Convert the lines from the one containing "segment **veil folds**" through the end of the entries, inclusive, into a numbered list, skipping any blank lines. Leave the pictures out of your answer.
-- BEGIN Listed entries --
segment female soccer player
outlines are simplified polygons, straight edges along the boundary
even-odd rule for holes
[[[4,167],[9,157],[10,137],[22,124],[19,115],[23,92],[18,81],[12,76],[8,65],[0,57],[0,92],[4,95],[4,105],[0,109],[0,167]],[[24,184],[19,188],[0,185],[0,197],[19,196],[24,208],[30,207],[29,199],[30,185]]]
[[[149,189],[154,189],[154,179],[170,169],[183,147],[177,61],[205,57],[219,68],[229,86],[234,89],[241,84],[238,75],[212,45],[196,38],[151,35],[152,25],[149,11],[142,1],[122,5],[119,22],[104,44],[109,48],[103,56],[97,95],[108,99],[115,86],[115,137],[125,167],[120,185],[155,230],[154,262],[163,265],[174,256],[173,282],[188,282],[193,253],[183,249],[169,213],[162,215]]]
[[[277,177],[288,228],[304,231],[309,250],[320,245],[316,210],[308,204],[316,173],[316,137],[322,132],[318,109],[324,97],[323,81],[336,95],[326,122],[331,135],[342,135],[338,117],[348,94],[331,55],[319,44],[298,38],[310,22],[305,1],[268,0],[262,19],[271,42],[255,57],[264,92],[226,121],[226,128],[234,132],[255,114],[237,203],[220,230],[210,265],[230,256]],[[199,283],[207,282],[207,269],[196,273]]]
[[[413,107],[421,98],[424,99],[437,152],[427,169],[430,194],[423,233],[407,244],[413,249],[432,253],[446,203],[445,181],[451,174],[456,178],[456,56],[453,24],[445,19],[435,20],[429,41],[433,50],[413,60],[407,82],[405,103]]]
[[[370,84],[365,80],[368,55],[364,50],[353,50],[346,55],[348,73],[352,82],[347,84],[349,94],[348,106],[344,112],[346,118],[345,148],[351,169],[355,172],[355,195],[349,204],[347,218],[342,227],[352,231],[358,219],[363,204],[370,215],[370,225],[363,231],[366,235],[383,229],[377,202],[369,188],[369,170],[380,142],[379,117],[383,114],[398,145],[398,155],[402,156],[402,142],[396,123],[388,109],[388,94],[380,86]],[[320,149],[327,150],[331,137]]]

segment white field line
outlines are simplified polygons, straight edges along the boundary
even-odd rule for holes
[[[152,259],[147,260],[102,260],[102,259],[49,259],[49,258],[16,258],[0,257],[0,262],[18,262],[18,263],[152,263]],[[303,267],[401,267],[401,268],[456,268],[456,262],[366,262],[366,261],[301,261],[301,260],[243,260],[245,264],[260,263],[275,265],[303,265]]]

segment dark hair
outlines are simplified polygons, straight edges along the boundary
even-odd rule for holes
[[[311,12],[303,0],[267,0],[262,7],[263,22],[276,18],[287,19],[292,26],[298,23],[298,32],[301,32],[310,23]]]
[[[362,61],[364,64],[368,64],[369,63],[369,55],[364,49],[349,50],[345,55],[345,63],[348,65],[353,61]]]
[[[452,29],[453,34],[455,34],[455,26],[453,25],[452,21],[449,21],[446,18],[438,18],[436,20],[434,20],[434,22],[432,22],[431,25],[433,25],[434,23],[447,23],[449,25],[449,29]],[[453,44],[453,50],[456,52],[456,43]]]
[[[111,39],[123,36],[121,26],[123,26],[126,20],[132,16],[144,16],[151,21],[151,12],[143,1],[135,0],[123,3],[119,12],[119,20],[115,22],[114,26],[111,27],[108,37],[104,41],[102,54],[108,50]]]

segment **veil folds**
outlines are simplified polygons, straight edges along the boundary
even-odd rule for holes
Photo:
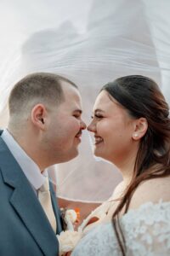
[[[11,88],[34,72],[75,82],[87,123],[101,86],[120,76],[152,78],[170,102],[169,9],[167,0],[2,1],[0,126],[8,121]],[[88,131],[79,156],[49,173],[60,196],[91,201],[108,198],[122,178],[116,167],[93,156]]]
-- END Listed entries --
▸ **Answer to this problem**:
1. segment **veil folds**
2. outlines are simplified polygons, straight edges along the boundary
3. even-odd rule for holes
4. Photo:
5. [[[11,88],[34,72],[75,82],[87,123],[101,86],[120,76],[152,78],[170,102],[169,9],[167,0],[2,1],[0,126],[8,121]],[[88,131],[79,156],[49,173],[60,196],[91,201],[108,198],[122,178],[116,167],[93,156]]]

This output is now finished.